For SoundFile.blocks() some of the arguments are not necessary, there we only need blocksize=None, overlap=0, max_blocks=-1, dtype='float64' and always_2d=True, fill_value=None and out=None.
start doesn't make sense there and I think stop would be too unclear and confusing.

I both cases we could think about adding a frames=-1 argument for completeness.
Actually, this would be quite useful, I don't know why I didn't think about this before ...

bastibe · 2014-06-15T11:28:35Z

Yes, I missed quite a lot there, didn't I? This looks much better now:

SoundFile.blocks(file, blocksize=None, overlap=0, dtype='float64', always_2d=True, fill_value=None, out=None)
blocks(file, blocksize=None, overlap=0, dtype='float64', always_2d=True, fill_value=None, out=None, mode='r', sample_rate=None, channels=None, subtype=None, endian=None, format=None, closefd=None)

I like the idea of max_blocks a lot! I think that the same cause would be better served by using frames, though. With overlapping blocks, the number of blocks can become quite confusing. The main purpose of blocks is to abstract that confusion away. Thus, I think it is much easier to provide the file length in frames, than in number of blocks. Also, frames provides a nice symmetry with read.

I have not thought about writing to blocks yet though. Writing to blocks would have to either use out or generator.send (example):

out = np.empty(1024)

→ **Excerpted records**:
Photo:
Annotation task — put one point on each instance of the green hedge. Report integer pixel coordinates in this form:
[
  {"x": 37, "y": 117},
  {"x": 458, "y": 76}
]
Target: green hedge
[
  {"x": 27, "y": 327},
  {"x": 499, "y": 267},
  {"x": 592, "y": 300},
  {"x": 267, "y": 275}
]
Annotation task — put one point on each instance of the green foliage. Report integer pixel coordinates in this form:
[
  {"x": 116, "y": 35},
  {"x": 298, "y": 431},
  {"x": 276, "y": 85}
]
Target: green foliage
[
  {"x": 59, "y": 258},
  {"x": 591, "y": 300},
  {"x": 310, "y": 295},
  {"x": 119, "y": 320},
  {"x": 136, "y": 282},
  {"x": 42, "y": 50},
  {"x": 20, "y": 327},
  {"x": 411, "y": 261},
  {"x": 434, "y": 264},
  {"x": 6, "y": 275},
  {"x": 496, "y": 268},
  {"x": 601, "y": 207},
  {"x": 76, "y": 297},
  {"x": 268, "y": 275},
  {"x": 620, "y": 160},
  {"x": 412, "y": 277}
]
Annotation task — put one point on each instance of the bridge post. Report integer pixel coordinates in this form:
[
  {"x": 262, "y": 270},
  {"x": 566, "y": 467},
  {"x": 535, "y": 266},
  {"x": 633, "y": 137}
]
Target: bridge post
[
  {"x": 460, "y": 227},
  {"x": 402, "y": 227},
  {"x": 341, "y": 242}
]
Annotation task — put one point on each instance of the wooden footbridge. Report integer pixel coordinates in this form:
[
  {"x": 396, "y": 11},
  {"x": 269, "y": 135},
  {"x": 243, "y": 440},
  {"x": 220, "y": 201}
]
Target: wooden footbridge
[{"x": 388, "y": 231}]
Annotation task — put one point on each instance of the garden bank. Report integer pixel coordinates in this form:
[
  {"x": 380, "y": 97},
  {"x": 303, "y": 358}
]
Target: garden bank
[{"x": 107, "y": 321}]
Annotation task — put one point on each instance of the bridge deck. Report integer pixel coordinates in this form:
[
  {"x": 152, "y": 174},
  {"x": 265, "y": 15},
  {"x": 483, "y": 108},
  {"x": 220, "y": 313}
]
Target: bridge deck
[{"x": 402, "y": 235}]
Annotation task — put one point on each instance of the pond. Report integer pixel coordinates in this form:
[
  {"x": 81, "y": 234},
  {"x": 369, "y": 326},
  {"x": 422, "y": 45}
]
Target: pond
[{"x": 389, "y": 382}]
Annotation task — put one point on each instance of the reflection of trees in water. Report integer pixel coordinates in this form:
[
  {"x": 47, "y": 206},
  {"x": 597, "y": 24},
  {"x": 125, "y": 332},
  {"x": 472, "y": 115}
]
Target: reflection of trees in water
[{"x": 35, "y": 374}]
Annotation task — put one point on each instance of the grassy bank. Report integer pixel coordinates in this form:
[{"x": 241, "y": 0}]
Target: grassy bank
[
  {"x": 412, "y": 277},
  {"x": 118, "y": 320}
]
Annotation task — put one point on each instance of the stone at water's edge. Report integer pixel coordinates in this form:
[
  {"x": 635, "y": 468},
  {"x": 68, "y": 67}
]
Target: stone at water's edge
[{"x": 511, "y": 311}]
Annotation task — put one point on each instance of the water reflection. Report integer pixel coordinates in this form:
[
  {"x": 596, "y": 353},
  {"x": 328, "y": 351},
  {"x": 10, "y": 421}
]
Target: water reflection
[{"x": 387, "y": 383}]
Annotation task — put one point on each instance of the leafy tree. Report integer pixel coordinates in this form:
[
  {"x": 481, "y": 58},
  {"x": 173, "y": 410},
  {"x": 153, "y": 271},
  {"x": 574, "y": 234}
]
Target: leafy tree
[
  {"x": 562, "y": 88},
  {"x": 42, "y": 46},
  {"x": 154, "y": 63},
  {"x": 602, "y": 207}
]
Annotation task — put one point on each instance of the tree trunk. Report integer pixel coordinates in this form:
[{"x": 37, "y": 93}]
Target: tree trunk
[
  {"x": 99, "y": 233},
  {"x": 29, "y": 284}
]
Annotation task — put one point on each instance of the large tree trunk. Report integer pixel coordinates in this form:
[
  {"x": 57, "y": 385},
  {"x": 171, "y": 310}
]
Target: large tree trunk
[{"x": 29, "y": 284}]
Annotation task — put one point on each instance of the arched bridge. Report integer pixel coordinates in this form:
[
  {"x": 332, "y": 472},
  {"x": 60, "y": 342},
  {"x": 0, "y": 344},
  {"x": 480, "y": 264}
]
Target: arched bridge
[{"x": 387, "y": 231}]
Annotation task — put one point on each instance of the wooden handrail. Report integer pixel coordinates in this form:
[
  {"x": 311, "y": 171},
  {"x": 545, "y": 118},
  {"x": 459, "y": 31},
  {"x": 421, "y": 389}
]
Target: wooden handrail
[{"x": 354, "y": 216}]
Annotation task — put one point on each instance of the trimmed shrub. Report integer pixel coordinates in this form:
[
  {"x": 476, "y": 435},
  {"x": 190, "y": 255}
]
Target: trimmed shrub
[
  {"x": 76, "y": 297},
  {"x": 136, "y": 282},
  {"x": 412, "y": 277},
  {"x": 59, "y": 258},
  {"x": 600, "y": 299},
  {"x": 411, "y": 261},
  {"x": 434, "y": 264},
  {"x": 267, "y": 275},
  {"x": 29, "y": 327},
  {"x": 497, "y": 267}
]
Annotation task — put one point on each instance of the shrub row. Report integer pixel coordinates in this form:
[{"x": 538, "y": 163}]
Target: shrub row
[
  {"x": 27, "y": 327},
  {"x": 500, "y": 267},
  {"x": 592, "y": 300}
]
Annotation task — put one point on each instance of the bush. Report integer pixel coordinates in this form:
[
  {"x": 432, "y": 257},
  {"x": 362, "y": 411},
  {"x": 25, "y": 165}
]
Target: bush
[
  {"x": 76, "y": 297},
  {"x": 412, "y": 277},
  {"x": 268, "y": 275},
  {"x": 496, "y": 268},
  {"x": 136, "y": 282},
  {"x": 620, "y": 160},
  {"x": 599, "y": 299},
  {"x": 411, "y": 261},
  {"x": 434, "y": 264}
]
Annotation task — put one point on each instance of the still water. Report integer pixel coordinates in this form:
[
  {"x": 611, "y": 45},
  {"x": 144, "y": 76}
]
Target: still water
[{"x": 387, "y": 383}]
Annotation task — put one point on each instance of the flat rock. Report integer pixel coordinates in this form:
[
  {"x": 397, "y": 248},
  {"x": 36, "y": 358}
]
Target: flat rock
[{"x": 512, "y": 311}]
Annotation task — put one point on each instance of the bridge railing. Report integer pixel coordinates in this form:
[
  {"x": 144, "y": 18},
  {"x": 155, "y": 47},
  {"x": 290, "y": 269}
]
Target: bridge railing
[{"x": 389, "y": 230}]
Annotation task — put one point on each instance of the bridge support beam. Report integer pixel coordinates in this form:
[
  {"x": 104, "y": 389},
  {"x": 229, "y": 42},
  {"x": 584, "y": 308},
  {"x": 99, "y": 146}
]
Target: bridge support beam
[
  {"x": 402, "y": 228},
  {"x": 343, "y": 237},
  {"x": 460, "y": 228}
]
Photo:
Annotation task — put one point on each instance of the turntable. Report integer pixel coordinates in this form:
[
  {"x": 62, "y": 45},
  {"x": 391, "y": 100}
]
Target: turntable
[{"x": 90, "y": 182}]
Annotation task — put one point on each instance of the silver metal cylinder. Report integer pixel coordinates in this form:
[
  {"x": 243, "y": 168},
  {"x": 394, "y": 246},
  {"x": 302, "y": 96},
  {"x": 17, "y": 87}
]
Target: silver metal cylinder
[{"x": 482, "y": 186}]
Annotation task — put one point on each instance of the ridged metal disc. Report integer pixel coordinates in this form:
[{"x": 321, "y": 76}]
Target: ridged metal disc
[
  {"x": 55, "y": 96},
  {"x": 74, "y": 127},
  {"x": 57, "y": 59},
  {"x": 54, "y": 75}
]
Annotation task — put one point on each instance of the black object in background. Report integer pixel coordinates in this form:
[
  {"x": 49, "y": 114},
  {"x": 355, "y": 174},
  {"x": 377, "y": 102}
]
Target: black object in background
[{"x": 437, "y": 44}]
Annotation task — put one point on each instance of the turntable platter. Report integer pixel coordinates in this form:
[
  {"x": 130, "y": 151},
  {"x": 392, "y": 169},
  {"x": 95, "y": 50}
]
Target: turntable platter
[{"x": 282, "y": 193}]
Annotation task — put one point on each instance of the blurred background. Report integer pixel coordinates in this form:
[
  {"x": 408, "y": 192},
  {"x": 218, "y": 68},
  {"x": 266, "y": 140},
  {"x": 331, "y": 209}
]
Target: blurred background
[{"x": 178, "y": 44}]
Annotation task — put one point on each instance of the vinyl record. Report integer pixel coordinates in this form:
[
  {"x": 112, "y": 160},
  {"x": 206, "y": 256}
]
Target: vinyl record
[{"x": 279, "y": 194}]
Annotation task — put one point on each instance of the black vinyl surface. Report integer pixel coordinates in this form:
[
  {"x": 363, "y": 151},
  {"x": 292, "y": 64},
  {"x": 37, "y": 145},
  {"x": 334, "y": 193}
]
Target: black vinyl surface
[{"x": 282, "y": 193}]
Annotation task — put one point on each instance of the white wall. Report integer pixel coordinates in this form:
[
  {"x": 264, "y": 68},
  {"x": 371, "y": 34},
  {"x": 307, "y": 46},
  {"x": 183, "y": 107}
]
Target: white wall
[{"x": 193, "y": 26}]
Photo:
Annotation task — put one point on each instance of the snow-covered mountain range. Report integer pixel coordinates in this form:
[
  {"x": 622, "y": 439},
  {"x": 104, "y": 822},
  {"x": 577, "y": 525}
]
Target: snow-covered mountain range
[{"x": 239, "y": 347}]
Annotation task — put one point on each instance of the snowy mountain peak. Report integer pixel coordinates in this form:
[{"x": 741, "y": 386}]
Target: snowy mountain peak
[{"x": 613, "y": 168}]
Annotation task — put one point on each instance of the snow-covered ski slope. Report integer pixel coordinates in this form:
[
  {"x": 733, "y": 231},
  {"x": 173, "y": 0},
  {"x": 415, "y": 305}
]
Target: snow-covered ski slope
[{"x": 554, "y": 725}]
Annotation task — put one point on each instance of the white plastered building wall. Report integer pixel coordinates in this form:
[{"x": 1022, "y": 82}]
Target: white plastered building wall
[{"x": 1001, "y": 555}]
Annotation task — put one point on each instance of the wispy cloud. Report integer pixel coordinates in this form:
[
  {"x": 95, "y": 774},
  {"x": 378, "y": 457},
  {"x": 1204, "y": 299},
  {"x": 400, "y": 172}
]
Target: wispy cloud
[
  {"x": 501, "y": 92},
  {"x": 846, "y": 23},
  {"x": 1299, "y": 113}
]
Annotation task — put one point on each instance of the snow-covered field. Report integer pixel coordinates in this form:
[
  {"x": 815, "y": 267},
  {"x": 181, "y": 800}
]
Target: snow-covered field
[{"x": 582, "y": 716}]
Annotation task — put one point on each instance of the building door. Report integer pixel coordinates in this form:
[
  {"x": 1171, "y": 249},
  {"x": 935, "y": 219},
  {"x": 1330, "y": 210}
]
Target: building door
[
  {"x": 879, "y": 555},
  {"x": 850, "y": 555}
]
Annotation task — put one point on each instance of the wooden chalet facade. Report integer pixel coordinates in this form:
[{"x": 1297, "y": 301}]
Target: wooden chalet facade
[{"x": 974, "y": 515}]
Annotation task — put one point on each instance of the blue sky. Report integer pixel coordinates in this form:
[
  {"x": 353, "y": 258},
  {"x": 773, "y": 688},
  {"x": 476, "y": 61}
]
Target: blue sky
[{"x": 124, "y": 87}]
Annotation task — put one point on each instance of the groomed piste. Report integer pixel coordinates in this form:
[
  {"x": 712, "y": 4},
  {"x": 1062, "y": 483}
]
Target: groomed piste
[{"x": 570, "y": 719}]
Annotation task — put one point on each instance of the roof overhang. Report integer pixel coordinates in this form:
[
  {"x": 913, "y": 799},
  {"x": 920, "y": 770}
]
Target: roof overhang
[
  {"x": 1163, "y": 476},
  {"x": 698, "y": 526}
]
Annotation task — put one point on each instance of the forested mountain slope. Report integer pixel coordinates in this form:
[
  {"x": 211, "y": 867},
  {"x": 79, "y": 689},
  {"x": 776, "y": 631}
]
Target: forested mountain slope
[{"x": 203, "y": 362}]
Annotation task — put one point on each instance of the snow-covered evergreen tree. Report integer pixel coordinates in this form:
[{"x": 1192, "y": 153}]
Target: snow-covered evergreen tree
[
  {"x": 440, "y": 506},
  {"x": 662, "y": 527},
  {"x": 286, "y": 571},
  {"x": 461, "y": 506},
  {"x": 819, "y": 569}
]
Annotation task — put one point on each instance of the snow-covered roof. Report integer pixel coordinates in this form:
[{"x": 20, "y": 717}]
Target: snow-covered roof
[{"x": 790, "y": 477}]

→ **Exercise task 1**: In the SoundFile.blocks thread, which argument does the first writer say doesn't make sense for SoundFile.blocks()?
→ **Exercise task 2**: Print the part of the SoundFile.blocks thread starting with "bastibe · 2014-06-15T11:28:35Z" and going on through "always_2d=True, fill_value=None, out=None)".
The records were taken from a different source than the text.

→ **Output 1**: start

→ **Output 2**:
bastibe · 2014-06-15T11:28:35Z

Yes, I missed quite a lot there, didn't I? This looks much better now:

SoundFile.blocks(file, blocksize=None, overlap=0, dtype='float64', always_2d=True, fill_value=None, out=None)